[Dataset entries]
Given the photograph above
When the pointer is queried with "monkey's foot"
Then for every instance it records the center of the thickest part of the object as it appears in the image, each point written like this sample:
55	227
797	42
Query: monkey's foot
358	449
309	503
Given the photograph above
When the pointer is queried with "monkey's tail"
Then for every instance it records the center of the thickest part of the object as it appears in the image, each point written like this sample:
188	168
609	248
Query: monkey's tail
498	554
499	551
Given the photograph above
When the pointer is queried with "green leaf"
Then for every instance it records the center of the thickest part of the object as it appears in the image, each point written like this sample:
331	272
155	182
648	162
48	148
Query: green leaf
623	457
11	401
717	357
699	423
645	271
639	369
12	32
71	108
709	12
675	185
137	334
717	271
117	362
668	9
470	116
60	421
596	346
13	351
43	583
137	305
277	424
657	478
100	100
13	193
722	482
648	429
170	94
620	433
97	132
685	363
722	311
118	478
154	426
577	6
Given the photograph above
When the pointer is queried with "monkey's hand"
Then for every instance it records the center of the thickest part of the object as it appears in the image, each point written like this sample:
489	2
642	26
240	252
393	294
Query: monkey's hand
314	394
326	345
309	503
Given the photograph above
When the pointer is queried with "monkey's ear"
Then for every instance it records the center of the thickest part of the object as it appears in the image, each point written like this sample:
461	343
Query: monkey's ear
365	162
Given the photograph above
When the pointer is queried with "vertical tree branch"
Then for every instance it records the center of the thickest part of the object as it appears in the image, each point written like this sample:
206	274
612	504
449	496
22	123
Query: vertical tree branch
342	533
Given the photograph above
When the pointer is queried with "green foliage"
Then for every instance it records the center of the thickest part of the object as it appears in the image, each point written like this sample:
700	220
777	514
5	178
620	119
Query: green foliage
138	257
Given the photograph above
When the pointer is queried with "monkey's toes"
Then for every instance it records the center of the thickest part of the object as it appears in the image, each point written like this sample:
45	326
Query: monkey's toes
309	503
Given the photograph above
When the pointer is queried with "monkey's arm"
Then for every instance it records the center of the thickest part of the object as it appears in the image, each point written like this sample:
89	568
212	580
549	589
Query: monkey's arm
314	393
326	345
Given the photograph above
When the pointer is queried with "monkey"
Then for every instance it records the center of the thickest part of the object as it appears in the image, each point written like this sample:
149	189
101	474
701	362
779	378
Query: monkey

Problem details:
Pick out each line in the material above that contains the string "with", treating uppercase and lowercase letters as distinct.

Solved problem:
When the pointer is queried with "monkey's foot"
When the pointer is queried with "monkey's tail"
When the pointer is queried with "green leaf"
When the pointer is queried with "monkey's hand"
When the pointer is queried with "monkey's ear"
When the pointer is queried with "vertical tree branch"
When the pointer is queried with "green foliage"
When the pointer is queried with "monkey's toes"
When the pointer is queried with "monkey's arm"
When the pointer is queried with "monkey"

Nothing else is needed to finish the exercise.